::: 本文
未プレイ者の方に配慮してネタバレなしで書きます。この作品は時間がかかっても是非自力でクリアして欲しいしその方が何倍も面白く感じるはずという思いから。
その為作品内容に深く突っ込んだレビューというよりも簡単な作品紹介と言ったほうが良いかもしれません。過去作のデータ数を見てもメジャーなブランドとは言い難いですが、これを読んで一人でも多くの人に本作や他の自転車創業作品に興味を持って貰えればレビューを書いた身としてはそれに勝る喜びはありません。



プレイ時間は10~11時間ほど。
難易度はそこまで厳しいものではない…はず。ロストカラーズでは一つの謎に3時間近く詰まるということもありましたが今作はそこまで悩むこともなく割りとサクサク進めることが出来ました。過去の記憶を駆使してワードを当てはめていったこれまでの作品と違って自分で直接動かしていく分、謎解きがより理解しやすいものになっていると思います。

本作独自のシステムは大きく分けて3つ。これらを駆使して謎解きに挑戦していくことになります。
①ウィンドウの枠組みから飛び出たANOSちゃん
②文字通り「ノベルゲームの枠組みを変える」
③これまでの記憶管理に近い役割を果たす「フリッカー」

マニュアルには
「今作では操作方法を探す事もゲーム性に含まれています。
色々試してみてください。」

とあるので自分もこれ以上語ることはしません。気になった人はまずは体験版をどうぞ。
過去作と仕様はガラっと変わっていますが今作でも謎解きとそれを解けた時の爽快感は健在。これは紛れもない自転車創業の作品です。

ただ過去作と違って今作ではかなり動作を要求されるので操作していく上で面倒と感じる部分もあるかと思います。同じ場所を何度も行き来して謎解きするのは変わらずですが、そこに一回一回の動作が加わるとやはり手間はかかる。バックログがないのも意図的なものだと分かってはいるがやはりプレイする身としては欲しいのが正直な所。自分は面倒とも取れる謎解きの試行錯誤の過程こそが自転車創業作品の醍醐味だと思っているのでそういうものだと割り切って特に気にしませんでしたが。
::::::
::: 資料
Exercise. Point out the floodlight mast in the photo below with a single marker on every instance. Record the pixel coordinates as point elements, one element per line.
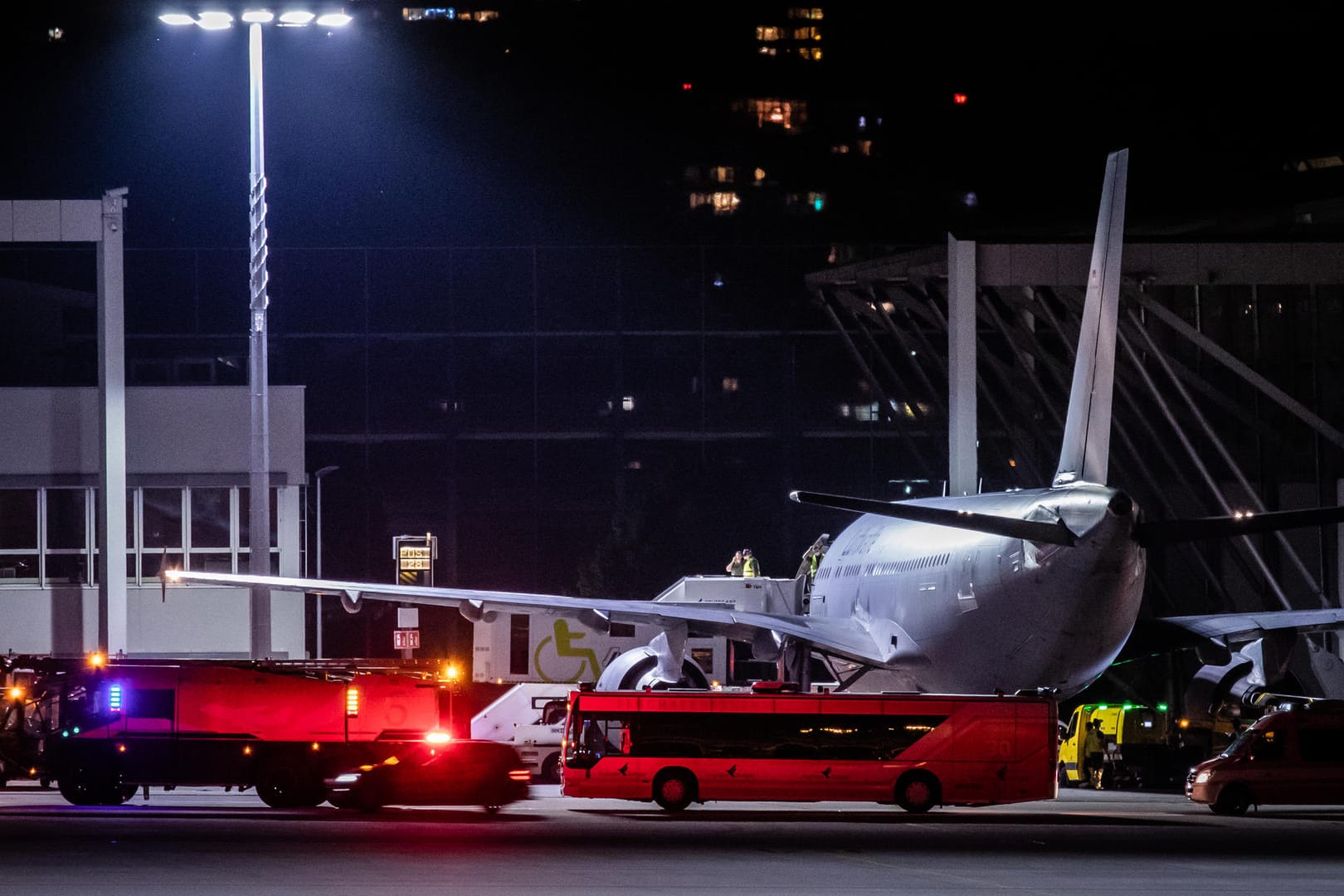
<point>258,481</point>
::::::
◆ 取り組む問題 ◆
1. ゲームのレビューのうち、「プレイ時間は10~11時間ほど。」から始まり「ものになっていると思います。」で終わる部分を、一字も変えずに打ち直しなさい。
2. ゲームのレビューを読んで、次の問いに答えなさい。
(a) プレイ時間はどのくらいだと述べられているか。
(b) 本作独自のシステムは、大きく分けていくつあるとされているか。
(c) ロストカラーズでは、一つの謎に何時間近く詰まることがあったか。
3. ゲームのレビューを、最後の文の後から続けて書きなさい。

◆ 解答例 ◆
1.
プレイ時間は10~11時間ほど。
難易度はそこまで厳しいものではない…はず。ロストカラーズでは一つの謎に3時間近く詰まるということもありましたが今作はそこまで悩むこともなく割りとサクサク進めることが出来ました。過去の記憶を駆使してワードを当てはめていったこれまでの作品と違って自分で直接動かしていく分、謎解きがより理解しやすいものになっていると思います。

2.
(a) 10~11時間ほど
(b) 3つ
(c) 3時間近く

3.
シナリオはプレイヤーを意識した作品の性質上メタ的な色合いが濃く、ストーリー展開もそこまで劇的なものではなくあっさり目なので、物語自体の評価ははっきり言って高くありません。キャラの魅力も過去の作品と比較するとちょっと弱いかな。(シンシアちゃんは別だけどね!)あと世界観は前作までと繋がっているのでプレイ済だと懐かしさと共にそういえばこういうものだったなと思うかも。もちろん未プレイでも本作をプレイするにあたって全く問題はありません。ただタイトルを見てストーリー性にもこれまでにない新しさを期待していた人は注意が必要。

それでも謎解きメインでこれまでのノベルゲームにはない新しさを楽しみたいという人には自信を持ってオススメする作品です。フリッカーを駆使してある仕掛けを解いた時は思わず声を上げてしまいました。この他作品にはない斬新さが自転車創業作品の一番の魅力でしょう。プレイ時間も個人差はありますが、そこまで長くはかからず、気軽に楽しめるので自転車創業作品をやったことがないという人も安心して楽しめると思います。しかし完成度という面では過去作のロストカラーズの方が圧倒的に上なので個人的にはこちらの方がオススメ。ロストカラーズはまさにノベル「ゲーム」の一つの完成形と言っても過言ではないかと。こちらも興味があったら是非手にとって見て下さい。

ネタバレなしで書いたためどうしても抽象的な説明ばかりになってしまい、今一つ作品内容を思い浮かべにくいかと思います。拙い文章で申し訳ないです。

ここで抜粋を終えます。